-- Begin DATA LISTING --

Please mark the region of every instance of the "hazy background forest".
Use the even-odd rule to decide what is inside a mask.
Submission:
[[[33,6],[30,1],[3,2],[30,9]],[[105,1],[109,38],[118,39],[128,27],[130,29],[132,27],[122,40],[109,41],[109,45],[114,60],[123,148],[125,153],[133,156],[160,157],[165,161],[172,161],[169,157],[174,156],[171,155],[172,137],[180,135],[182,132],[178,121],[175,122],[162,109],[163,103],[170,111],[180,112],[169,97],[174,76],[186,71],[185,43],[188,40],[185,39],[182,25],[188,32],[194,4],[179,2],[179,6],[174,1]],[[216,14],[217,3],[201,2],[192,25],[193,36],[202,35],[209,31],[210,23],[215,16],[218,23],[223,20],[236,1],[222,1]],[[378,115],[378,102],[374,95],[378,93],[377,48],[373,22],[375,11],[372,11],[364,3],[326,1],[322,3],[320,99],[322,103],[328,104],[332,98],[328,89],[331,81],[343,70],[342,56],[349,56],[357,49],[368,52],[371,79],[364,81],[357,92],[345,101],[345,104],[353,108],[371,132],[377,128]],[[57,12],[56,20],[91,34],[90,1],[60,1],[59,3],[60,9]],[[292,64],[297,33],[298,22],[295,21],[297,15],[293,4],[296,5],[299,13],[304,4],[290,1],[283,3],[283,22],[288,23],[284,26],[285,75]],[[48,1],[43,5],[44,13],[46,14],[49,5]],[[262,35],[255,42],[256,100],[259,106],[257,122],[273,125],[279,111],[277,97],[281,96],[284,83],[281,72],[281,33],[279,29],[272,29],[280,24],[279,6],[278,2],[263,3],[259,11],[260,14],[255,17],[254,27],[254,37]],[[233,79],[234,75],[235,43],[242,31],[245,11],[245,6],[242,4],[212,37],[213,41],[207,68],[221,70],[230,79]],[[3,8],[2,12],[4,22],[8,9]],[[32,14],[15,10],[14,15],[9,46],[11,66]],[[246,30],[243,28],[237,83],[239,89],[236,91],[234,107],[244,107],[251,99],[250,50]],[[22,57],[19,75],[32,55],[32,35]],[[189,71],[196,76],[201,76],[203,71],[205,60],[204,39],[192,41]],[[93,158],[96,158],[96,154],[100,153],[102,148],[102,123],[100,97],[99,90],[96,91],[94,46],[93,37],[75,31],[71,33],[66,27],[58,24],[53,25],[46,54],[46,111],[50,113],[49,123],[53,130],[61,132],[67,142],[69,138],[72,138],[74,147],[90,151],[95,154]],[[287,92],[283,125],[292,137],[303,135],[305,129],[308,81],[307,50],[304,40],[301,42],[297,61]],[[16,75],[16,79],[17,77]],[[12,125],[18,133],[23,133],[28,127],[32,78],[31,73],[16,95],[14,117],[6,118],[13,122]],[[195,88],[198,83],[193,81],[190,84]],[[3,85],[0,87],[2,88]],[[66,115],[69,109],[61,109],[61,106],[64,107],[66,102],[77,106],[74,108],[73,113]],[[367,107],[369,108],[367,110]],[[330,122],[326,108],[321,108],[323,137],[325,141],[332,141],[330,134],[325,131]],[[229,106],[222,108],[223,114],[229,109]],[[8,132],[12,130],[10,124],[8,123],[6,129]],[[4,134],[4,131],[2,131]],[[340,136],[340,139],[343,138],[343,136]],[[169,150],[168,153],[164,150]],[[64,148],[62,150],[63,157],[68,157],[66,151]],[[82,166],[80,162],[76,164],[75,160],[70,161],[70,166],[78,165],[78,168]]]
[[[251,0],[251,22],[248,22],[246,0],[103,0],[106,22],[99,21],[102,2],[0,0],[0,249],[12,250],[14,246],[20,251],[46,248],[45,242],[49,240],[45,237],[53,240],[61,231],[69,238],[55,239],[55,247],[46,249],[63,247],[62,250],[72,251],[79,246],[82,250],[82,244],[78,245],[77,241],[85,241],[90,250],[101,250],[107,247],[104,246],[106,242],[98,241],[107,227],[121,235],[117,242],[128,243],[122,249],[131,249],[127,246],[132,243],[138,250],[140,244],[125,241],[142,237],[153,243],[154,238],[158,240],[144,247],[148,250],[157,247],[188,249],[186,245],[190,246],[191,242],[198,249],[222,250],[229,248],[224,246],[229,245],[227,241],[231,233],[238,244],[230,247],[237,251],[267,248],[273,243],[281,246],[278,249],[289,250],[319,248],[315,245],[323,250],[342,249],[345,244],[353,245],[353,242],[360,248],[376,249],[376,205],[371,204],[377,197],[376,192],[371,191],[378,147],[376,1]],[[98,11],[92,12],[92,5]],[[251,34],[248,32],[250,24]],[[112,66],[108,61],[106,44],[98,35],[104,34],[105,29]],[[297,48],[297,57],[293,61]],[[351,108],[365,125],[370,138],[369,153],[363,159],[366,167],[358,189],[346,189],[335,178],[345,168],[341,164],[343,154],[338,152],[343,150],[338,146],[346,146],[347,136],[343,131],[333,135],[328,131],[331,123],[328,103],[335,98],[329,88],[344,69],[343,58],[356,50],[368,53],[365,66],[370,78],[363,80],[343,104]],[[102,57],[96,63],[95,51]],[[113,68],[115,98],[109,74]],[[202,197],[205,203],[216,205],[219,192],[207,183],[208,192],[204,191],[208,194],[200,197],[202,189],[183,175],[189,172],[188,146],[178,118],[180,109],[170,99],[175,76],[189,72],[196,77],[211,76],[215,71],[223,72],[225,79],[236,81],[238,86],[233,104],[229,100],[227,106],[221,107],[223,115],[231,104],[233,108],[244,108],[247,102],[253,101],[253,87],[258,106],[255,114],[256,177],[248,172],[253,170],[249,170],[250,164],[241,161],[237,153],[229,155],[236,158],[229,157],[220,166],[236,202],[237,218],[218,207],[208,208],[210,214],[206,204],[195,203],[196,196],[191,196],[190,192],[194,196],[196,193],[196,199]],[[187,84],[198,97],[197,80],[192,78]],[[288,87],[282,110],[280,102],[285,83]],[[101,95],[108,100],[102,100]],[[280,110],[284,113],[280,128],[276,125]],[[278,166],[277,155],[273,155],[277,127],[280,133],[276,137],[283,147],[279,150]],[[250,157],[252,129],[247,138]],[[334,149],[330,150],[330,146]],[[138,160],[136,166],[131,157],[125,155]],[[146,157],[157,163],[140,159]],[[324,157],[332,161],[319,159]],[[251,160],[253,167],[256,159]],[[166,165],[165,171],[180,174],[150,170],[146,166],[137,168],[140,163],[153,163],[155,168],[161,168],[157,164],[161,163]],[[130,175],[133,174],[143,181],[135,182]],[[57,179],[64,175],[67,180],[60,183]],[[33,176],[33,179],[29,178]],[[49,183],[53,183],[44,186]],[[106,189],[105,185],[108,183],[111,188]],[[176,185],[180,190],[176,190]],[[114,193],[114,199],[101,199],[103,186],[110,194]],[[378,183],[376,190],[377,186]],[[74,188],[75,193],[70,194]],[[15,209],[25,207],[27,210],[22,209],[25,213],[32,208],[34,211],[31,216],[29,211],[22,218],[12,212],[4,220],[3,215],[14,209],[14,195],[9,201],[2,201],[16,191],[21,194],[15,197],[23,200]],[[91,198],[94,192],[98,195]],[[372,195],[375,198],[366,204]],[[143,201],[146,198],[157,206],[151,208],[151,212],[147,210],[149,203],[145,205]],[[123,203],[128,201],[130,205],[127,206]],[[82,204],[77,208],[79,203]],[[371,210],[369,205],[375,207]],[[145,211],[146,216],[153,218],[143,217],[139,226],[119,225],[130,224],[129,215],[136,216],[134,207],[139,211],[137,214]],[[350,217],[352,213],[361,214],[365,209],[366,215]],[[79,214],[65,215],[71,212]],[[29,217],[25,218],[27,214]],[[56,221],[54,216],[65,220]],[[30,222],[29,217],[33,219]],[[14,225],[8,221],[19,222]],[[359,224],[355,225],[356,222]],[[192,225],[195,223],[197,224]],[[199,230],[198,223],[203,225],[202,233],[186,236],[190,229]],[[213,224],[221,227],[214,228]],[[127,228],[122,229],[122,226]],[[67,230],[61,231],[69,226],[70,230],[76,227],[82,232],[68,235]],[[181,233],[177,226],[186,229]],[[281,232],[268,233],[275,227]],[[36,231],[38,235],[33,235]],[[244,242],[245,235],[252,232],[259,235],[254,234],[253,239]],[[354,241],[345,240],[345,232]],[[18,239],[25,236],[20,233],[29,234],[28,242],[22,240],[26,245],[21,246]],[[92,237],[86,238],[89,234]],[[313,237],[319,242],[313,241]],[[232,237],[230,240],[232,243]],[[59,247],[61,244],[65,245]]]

-- End DATA LISTING --

__EXERCISE GOAL__
Which lines of the material contain the string "decide"? Pull out each of them, copying the whole line.

__OUTPUT__
Use the even-odd rule to decide what is inside a mask.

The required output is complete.